⟨
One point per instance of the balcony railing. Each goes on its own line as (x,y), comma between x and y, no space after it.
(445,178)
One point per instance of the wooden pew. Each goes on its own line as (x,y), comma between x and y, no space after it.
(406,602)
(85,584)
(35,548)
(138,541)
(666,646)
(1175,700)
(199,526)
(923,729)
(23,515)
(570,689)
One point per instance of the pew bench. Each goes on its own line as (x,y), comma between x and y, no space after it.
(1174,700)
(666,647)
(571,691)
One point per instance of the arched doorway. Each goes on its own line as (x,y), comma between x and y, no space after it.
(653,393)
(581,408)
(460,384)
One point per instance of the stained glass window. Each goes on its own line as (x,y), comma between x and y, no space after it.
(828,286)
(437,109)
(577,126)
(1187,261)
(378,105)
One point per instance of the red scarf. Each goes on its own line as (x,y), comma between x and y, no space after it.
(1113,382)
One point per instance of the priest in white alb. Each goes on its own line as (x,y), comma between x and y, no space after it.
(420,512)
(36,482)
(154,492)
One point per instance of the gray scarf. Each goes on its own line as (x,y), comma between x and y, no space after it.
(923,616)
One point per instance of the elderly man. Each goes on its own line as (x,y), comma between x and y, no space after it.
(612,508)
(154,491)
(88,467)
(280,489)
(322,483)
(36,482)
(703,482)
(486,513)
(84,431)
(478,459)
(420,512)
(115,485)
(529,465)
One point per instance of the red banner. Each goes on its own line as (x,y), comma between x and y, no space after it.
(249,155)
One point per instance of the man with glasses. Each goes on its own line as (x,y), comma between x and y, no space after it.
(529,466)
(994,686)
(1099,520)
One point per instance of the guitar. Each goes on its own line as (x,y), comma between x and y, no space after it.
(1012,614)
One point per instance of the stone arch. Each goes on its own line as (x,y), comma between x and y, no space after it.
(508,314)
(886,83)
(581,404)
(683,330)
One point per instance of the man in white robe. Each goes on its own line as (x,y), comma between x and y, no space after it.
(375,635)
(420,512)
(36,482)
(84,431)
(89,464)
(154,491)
⟩
#### GIVEN REQUEST:
Nothing but the lines from the one with "One point per instance of the elderly" through the end of the data above should be repeated, each exactly as it stands.

#### RESPONSE TO THIS EXERCISE:
One point per instance of the elderly man. Each goes on its own line as (x,y), comma between x and y, no space after it.
(612,508)
(154,491)
(88,467)
(280,489)
(322,483)
(36,482)
(703,482)
(486,513)
(84,431)
(478,459)
(420,512)
(115,485)
(529,465)
One point per instance of the red banner. Each goes on its own line as (x,y), comma between x and y, no space after it.
(249,155)
One point per instance of the man with glasses. Each goes on its own line as (x,y), comma between x and y, no space after it.
(529,466)
(994,686)
(1099,520)
One point per instance of the guitar. Each goes on its own line as (x,y), comma between x and y, no space after it.
(1012,614)
One point per instance of the stone arch. Each goes on its own line as (x,y), comma between x and y, no space after it.
(508,314)
(886,83)
(581,404)
(683,330)
One point per instance of the man in white robe. Each goes on its own line as (x,y), comma between x and y, no space after it.
(375,635)
(420,512)
(36,482)
(84,431)
(89,464)
(154,491)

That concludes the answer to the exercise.